▶ _Exercise description_:
Using the entries below, output exactly the line containing "the dark hair" and all lines that follow it to the end.

[Records from a collection]
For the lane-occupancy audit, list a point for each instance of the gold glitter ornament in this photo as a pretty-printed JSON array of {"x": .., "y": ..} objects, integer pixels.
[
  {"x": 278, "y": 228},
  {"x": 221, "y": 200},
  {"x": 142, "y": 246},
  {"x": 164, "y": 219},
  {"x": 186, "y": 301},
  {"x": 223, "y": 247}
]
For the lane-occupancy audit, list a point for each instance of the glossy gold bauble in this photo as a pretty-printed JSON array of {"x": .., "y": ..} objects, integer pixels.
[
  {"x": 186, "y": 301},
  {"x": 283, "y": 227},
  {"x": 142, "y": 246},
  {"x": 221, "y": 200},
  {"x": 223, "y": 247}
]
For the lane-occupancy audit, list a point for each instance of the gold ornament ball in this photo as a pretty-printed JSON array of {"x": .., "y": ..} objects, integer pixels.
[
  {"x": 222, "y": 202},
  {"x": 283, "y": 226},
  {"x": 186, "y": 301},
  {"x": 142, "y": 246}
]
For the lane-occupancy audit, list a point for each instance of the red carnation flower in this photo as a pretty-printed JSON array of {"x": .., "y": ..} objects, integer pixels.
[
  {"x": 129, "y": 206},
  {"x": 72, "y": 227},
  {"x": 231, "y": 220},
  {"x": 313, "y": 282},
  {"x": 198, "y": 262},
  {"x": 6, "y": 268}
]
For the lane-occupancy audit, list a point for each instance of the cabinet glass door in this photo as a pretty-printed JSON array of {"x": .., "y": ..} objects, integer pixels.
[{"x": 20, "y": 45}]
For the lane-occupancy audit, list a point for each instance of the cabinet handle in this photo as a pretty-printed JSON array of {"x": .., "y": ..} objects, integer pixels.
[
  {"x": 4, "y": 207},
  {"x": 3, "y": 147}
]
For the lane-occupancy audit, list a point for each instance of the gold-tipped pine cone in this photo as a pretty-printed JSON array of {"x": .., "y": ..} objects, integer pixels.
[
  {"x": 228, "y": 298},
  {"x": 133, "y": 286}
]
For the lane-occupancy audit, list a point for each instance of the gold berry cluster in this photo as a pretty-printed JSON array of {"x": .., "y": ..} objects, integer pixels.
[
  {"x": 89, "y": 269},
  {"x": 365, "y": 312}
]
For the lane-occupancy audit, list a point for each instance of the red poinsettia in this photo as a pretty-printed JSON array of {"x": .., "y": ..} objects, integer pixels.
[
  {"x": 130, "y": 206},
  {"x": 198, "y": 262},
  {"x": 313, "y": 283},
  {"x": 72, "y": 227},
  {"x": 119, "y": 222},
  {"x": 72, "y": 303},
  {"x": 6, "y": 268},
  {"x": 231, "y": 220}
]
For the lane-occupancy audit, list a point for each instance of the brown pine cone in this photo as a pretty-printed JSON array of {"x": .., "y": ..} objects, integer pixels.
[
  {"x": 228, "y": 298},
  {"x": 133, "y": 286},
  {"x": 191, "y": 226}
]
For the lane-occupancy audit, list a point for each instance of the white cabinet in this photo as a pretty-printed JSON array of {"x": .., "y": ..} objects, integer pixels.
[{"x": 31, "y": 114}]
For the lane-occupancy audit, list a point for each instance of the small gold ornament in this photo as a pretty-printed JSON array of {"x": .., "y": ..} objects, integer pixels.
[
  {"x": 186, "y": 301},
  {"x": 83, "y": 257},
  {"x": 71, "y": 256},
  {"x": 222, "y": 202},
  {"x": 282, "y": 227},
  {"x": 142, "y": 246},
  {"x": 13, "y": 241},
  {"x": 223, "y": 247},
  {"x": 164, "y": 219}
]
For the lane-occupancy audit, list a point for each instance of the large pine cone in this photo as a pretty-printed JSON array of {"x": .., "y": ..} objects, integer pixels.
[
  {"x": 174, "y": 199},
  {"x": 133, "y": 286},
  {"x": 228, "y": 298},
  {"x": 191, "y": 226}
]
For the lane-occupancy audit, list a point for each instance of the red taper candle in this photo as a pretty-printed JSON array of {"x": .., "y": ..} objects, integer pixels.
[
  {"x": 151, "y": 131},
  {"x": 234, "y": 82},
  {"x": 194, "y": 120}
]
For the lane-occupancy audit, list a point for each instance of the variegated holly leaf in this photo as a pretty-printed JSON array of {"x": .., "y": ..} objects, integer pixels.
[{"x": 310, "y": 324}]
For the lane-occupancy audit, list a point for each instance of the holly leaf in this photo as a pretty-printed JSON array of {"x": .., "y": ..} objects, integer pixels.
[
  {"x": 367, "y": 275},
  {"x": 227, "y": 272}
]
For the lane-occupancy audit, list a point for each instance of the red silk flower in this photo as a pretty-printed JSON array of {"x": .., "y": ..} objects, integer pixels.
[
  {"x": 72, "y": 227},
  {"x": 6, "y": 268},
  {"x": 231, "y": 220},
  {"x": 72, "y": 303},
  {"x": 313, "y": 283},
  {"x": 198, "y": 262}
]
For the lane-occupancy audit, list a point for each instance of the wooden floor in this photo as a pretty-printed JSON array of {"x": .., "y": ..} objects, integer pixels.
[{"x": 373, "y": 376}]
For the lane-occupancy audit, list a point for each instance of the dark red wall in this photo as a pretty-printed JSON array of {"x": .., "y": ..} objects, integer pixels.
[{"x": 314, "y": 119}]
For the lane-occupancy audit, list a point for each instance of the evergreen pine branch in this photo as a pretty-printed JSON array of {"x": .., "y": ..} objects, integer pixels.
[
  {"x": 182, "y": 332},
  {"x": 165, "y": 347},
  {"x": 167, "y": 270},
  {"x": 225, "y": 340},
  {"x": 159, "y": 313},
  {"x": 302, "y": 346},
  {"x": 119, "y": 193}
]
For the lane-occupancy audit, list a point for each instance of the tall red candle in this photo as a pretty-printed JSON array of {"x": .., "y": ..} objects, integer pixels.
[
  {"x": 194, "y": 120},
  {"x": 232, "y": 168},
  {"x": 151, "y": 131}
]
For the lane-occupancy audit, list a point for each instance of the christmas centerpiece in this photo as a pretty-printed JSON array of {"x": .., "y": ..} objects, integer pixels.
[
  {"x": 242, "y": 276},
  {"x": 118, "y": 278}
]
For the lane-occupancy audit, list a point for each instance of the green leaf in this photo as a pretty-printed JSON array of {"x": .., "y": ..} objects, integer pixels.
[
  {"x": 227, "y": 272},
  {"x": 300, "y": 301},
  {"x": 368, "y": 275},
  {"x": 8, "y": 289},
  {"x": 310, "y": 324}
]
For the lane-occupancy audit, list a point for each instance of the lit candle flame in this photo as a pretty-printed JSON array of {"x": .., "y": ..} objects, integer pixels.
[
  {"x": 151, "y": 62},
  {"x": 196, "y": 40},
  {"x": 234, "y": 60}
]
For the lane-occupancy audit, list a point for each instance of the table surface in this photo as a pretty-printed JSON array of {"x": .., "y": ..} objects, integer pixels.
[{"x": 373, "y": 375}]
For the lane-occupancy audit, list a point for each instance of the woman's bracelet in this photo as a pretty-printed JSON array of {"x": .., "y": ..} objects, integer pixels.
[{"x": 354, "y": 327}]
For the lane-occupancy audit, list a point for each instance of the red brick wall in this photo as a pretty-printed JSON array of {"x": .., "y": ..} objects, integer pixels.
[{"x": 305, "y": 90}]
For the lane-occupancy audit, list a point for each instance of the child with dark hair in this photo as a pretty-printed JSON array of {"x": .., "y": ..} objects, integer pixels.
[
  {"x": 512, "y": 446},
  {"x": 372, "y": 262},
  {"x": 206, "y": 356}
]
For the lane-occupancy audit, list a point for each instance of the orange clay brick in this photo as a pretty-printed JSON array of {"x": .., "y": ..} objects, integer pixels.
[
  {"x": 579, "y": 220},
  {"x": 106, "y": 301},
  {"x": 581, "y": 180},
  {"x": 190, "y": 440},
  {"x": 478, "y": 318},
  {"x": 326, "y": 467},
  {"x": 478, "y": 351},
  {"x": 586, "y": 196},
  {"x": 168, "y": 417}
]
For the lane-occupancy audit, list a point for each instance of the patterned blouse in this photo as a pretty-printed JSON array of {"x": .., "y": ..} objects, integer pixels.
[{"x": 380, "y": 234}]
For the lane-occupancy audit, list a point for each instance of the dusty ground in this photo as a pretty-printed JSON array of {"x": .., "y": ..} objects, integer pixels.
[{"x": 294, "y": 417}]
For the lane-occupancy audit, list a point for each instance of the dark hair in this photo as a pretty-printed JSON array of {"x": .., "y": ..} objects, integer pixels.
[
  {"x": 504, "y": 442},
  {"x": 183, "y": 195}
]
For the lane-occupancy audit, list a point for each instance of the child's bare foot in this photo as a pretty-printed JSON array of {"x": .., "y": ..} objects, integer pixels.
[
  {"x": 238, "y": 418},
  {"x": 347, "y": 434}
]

▶ _Answer for this exercise_:
For the lane-occupancy audit, list a point for each instance of the dark hair in this photo as a pretty-printed JSON array of {"x": .., "y": ..} objects, integer pixels.
[
  {"x": 504, "y": 442},
  {"x": 183, "y": 195}
]
For the lane-occupancy audit, list a point for each instance of the child's bare foot in this photo as a pretty-printed JSON array of {"x": .., "y": ..} objects, integer pixels.
[
  {"x": 238, "y": 418},
  {"x": 347, "y": 434}
]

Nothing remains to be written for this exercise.